→ Extracted data
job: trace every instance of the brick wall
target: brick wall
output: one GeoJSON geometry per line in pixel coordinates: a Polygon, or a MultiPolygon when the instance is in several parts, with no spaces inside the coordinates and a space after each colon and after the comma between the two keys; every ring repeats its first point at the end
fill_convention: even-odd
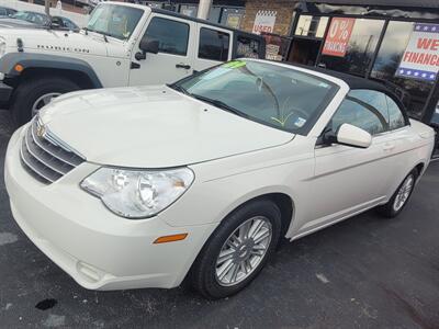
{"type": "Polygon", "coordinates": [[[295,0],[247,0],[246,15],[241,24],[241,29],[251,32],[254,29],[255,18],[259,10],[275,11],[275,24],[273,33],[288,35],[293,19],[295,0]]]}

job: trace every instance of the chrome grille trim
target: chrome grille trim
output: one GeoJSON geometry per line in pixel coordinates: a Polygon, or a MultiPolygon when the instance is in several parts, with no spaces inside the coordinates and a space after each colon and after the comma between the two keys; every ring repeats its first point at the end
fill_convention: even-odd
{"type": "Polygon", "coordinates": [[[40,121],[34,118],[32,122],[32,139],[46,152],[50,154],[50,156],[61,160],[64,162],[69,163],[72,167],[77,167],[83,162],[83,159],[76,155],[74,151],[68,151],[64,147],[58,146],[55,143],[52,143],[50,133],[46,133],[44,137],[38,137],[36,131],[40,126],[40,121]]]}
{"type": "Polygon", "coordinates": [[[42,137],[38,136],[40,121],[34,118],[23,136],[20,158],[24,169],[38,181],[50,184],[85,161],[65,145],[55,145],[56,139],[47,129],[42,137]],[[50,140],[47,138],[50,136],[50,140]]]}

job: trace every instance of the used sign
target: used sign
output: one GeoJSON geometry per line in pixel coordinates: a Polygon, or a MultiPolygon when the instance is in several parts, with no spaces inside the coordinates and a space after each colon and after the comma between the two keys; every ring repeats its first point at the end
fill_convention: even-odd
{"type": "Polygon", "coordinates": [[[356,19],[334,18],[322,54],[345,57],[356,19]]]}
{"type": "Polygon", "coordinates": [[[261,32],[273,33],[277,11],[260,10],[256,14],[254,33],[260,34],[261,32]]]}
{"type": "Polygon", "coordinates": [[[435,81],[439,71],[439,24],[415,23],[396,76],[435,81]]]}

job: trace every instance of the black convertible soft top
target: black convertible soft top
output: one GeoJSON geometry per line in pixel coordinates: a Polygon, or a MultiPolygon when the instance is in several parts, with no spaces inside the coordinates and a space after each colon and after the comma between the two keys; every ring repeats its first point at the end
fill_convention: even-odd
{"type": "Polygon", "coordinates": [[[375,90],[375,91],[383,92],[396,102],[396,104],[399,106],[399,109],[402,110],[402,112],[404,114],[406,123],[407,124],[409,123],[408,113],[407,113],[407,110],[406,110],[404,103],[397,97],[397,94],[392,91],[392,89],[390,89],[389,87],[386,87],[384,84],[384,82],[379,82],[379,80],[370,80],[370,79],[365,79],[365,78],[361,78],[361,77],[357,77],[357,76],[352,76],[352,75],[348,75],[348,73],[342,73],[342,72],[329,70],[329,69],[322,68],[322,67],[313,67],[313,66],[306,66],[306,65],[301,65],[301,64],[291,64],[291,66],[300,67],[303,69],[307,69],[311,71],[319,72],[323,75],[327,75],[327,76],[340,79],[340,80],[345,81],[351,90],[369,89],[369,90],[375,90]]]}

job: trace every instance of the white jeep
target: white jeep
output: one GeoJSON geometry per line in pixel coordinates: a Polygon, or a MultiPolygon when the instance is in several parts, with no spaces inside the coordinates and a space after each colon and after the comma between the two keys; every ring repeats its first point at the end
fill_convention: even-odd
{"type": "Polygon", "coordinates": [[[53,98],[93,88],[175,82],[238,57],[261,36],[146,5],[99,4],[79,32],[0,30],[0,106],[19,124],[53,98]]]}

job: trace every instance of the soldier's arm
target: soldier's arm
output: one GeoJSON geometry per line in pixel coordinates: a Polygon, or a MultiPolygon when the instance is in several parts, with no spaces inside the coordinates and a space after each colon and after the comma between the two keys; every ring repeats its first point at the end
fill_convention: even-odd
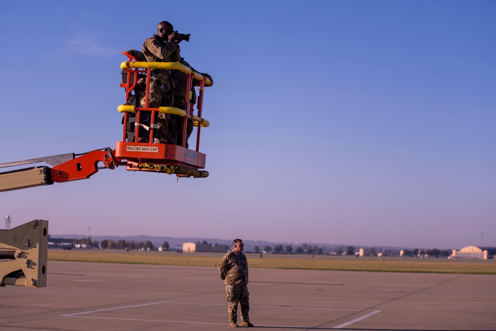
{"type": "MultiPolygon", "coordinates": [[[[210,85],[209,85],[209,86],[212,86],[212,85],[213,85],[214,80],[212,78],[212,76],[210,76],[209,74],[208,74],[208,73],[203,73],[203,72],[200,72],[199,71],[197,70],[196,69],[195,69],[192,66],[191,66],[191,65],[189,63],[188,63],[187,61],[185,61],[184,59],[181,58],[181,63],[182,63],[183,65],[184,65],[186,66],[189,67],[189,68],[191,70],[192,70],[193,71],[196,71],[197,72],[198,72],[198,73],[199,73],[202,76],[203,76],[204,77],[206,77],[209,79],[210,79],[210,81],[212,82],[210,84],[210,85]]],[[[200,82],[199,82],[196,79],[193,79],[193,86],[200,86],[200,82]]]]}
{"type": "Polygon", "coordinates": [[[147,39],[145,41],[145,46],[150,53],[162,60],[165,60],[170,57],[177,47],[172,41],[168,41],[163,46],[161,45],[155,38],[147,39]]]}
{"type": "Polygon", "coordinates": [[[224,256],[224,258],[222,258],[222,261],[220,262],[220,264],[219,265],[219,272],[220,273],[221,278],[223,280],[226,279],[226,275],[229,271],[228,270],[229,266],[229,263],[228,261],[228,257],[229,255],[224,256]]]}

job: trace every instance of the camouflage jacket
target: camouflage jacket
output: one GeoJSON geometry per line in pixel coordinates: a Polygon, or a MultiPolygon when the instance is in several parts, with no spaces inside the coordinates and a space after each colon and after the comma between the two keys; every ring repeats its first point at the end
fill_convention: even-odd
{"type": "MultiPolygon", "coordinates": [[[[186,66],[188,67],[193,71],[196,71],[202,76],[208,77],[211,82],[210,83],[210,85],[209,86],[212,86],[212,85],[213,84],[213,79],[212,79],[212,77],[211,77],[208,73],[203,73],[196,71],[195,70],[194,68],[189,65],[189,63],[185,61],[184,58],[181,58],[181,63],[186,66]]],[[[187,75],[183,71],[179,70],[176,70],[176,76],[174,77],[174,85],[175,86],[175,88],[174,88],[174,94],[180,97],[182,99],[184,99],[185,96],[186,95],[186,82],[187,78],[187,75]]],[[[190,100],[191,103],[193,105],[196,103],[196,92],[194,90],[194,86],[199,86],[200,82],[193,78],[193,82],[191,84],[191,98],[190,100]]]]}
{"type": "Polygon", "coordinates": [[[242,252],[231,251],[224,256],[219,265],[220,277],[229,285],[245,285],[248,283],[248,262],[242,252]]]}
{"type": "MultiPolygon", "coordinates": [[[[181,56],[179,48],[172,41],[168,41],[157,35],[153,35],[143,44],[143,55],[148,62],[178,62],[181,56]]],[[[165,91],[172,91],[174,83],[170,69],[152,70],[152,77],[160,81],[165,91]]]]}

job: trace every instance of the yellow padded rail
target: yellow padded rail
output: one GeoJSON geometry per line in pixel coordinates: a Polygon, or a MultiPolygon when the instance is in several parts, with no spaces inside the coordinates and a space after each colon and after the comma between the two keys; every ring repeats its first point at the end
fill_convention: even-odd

→ Problem description
Can you recast the whole listing above as a Markdown table with columns "Row" and "Line", one row per line, numbered in order, with blank lines skipped and the pictures left out?

→ Result
| Row | Line |
|---|---|
| 1 | job: trace every instance of the brick wall |
| 2 | target: brick wall |
| 3 | output: one GeoJSON geometry per line in pixel coordinates: a Polygon, or a MultiPolygon when the instance is in several parts, with no spaces inside the coordinates and a space after each colon and after the comma between the two keys; every ring repeats its first point at the end |
| 4 | fill_convention: even-odd |
| 5 | {"type": "Polygon", "coordinates": [[[295,0],[247,0],[246,15],[241,24],[241,29],[251,32],[254,29],[255,18],[259,10],[275,11],[275,24],[273,33],[288,35],[293,19],[295,0]]]} |
| 6 | job: trace every instance of the chrome grille trim |
| 7 | target: chrome grille trim |
| 8 | output: one GeoJSON geometry per line in pixel coordinates: a Polygon, or a MultiPolygon when the instance is in several parts, with no spaces inside the coordinates and a space after each colon and after the comma between the two keys; every ring repeats its first point at the end |
| 9 | fill_convention: even-odd |
| 10 | {"type": "Polygon", "coordinates": [[[40,121],[34,118],[32,122],[32,139],[46,152],[50,154],[50,156],[61,160],[64,162],[69,163],[72,167],[77,167],[83,162],[83,159],[76,155],[74,151],[68,151],[64,147],[58,146],[55,143],[52,143],[50,133],[46,133],[44,137],[38,137],[36,131],[40,126],[40,121]]]} |
| 11 | {"type": "Polygon", "coordinates": [[[42,137],[38,136],[40,121],[34,118],[23,136],[20,158],[24,169],[38,181],[50,184],[85,161],[65,145],[55,145],[56,139],[47,129],[42,137]],[[50,140],[47,138],[50,136],[50,140]]]} |
| 12 | job: trace every instance of the used sign |
| 13 | target: used sign |
| 14 | output: one GeoJSON geometry per line in pixel coordinates: a Polygon, or a MultiPolygon when the instance is in several parts, with no spaces inside the coordinates and a space after each colon and after the comma between the two keys; every ring repeats its first point at the end |
| 15 | fill_convention: even-odd |
| 16 | {"type": "Polygon", "coordinates": [[[356,19],[334,18],[322,54],[345,57],[356,19]]]} |
| 17 | {"type": "Polygon", "coordinates": [[[261,32],[273,33],[277,11],[260,10],[256,14],[254,33],[260,34],[261,32]]]} |
| 18 | {"type": "Polygon", "coordinates": [[[435,81],[439,71],[439,24],[415,23],[396,76],[435,81]]]} |
| 19 | job: trace every instance of the black convertible soft top |
| 20 | target: black convertible soft top |
| 21 | output: one GeoJSON geometry per line in pixel coordinates: a Polygon, or a MultiPolygon when the instance is in several parts, with no spaces inside the coordinates and a space after each colon and after the comma between the two keys; every ring repeats its first point at the end |
| 22 | fill_convention: even-odd |
| 23 | {"type": "Polygon", "coordinates": [[[375,90],[375,91],[383,92],[396,102],[396,104],[399,106],[399,109],[402,110],[402,112],[404,114],[406,123],[407,124],[409,123],[408,113],[407,113],[407,110],[406,110],[404,103],[397,97],[397,94],[392,91],[392,89],[390,89],[389,87],[386,87],[384,84],[384,82],[379,82],[379,80],[370,80],[370,79],[365,79],[365,78],[361,78],[361,77],[357,77],[357,76],[352,76],[352,75],[348,75],[348,73],[342,73],[342,72],[329,70],[329,69],[322,68],[322,67],[313,67],[313,66],[306,66],[306,65],[301,65],[301,64],[291,64],[291,66],[300,67],[303,69],[307,69],[311,71],[319,72],[323,75],[327,75],[327,76],[340,79],[340,80],[345,81],[351,90],[369,89],[369,90],[375,90]]]} |
| 24 | job: trace every instance of the white jeep |
| 25 | target: white jeep |
| 26 | output: one GeoJSON geometry per line in pixel coordinates: a Polygon, or a MultiPolygon when the instance is in several parts, with no spaces inside the coordinates and a space after each colon and after the comma between the two keys; every ring repeats its first point at the end |
| 27 | fill_convention: even-odd |
| 28 | {"type": "Polygon", "coordinates": [[[53,98],[93,88],[175,82],[238,57],[261,36],[146,5],[99,4],[79,32],[0,30],[0,106],[19,124],[53,98]]]} |
| 29 | job: trace every instance of the soldier's arm |
| 30 | target: soldier's arm |
| 31 | output: one GeoJSON geometry per line in pixel coordinates: a Polygon, or a MultiPolygon when the instance is in several parts, with no spaces inside the coordinates and a space after each colon and after the comma between the two keys; every ring repeats its first point at the end |
| 32 | fill_convention: even-odd |
| 33 | {"type": "MultiPolygon", "coordinates": [[[[210,85],[209,85],[209,86],[212,86],[212,85],[213,85],[214,80],[212,78],[212,76],[210,76],[209,74],[208,74],[208,73],[203,73],[203,72],[200,72],[199,71],[197,70],[196,69],[195,69],[192,66],[191,66],[191,65],[189,63],[188,63],[187,61],[185,61],[184,59],[181,58],[181,63],[182,63],[183,65],[184,65],[186,66],[189,67],[189,68],[191,70],[192,70],[193,71],[196,71],[197,72],[198,72],[198,73],[199,73],[202,76],[203,76],[204,77],[206,77],[209,79],[210,79],[210,81],[212,82],[210,84],[210,85]]],[[[200,82],[199,82],[196,79],[193,79],[193,86],[200,86],[200,82]]]]} |
| 34 | {"type": "Polygon", "coordinates": [[[147,39],[145,41],[145,46],[150,53],[162,60],[165,60],[170,57],[177,47],[172,41],[168,41],[163,46],[161,45],[155,38],[147,39]]]} |
| 35 | {"type": "Polygon", "coordinates": [[[224,256],[224,258],[222,258],[222,261],[220,262],[220,264],[219,265],[219,272],[220,273],[221,278],[223,280],[226,279],[226,275],[229,271],[228,270],[229,266],[229,263],[228,261],[228,257],[229,255],[224,256]]]} |
| 36 | job: trace every instance of the camouflage jacket |
| 37 | target: camouflage jacket |
| 38 | output: one GeoJSON geometry per line in pixel coordinates: a Polygon, or a MultiPolygon when the instance is in several parts, with no spaces inside the coordinates and a space after each colon and after the comma between the two keys; every ring repeats its first point at the end |
| 39 | fill_convention: even-odd |
| 40 | {"type": "MultiPolygon", "coordinates": [[[[186,66],[188,67],[193,71],[196,71],[202,76],[208,77],[211,82],[210,83],[210,85],[209,86],[212,86],[212,85],[213,84],[213,79],[212,79],[212,77],[211,77],[208,73],[203,73],[196,71],[195,70],[194,68],[189,65],[189,63],[185,61],[184,58],[181,58],[181,63],[186,66]]],[[[187,75],[183,71],[179,70],[176,70],[176,76],[174,77],[174,85],[175,86],[175,88],[174,88],[174,94],[180,97],[182,99],[184,99],[185,96],[186,95],[186,82],[187,78],[187,75]]],[[[190,100],[191,103],[193,105],[196,103],[196,92],[194,90],[194,86],[199,86],[200,82],[193,78],[193,82],[191,84],[191,98],[190,100]]]]} |
| 41 | {"type": "Polygon", "coordinates": [[[242,252],[231,251],[224,256],[219,265],[220,277],[229,285],[245,285],[248,283],[248,262],[242,252]]]} |
| 42 | {"type": "MultiPolygon", "coordinates": [[[[181,56],[179,48],[172,41],[168,41],[157,35],[153,35],[143,44],[143,55],[148,62],[178,62],[181,56]]],[[[165,91],[172,91],[174,83],[170,69],[152,70],[152,77],[160,81],[165,91]]]]} |
| 43 | job: trace every instance of the yellow padded rail |
| 44 | target: yellow padded rail |
| 45 | output: one GeoJSON geometry per line in pixel coordinates: a Polygon, or a MultiPolygon when the instance is in several parts, with no spaces inside the coordinates and a space after each colon and after the comma between the two keys; every ring repeats its first point at the end |
| 46 | fill_convention: even-odd |